Put the lines from the first one down to the line containing "14,75 -> 235,241" into a Markdown table with two columns, Row and Line. Number each row and leave out any blank lines.
......
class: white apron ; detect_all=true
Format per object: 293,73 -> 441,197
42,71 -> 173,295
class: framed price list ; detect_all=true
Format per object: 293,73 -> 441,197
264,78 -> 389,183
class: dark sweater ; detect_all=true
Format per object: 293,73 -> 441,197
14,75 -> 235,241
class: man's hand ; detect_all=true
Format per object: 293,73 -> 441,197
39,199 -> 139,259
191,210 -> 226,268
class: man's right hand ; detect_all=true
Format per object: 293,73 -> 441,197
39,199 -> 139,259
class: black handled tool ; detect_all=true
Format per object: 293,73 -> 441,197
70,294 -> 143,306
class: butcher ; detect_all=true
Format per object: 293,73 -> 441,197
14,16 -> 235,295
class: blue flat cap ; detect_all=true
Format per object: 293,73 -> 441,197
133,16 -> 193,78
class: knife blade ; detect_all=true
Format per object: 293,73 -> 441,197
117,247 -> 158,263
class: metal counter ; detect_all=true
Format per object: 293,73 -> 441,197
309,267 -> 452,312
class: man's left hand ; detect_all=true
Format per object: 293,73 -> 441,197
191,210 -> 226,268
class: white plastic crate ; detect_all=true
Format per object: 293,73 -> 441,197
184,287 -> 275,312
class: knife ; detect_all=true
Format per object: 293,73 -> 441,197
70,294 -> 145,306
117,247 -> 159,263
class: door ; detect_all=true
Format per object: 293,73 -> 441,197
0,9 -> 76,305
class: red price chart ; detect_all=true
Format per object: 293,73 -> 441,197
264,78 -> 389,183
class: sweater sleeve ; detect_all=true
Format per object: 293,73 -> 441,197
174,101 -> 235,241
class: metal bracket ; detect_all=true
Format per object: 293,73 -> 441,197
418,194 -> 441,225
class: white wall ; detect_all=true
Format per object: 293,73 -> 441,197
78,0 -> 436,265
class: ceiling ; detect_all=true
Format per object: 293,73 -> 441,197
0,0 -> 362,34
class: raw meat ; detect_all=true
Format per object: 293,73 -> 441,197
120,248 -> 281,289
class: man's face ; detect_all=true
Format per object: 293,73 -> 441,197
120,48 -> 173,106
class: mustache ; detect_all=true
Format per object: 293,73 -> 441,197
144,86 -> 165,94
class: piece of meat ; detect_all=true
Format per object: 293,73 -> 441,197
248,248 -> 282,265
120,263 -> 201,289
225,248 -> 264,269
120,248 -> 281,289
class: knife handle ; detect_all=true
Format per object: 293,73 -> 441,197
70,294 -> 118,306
......
» COMPLETE RESPONSE
| Row | Line |
|---|---|
| 1 | class: white apron ; detect_all=true |
| 2 | Format per object: 293,73 -> 441,197 |
| 3 | 42,71 -> 173,295 |
| 4 | class: framed price list ; detect_all=true |
| 5 | Format per object: 293,73 -> 441,197 |
| 6 | 264,78 -> 389,183 |
| 7 | class: dark sweater ; detect_all=true |
| 8 | Format per object: 293,73 -> 441,197 |
| 9 | 14,75 -> 235,241 |